Start of EXTRACTED ENTRIES
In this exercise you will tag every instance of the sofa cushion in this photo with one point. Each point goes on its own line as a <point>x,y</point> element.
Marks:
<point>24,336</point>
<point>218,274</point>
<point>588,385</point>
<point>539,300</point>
End of EXTRACTED ENTRIES
## GIVEN INSTRUCTION
Please reproduce all of the data above, requests included, with each point coordinate in the answers scaled by 2.55 and rounded to a whole number, halves rounding up. Leave the requests as they are.

## OUTPUT OF THE TASK
In this exercise you will tag every instance of the sofa cushion in this photo with one point. Each point goes on its own line as a <point>x,y</point> element.
Marks:
<point>61,857</point>
<point>556,699</point>
<point>1499,982</point>
<point>1374,765</point>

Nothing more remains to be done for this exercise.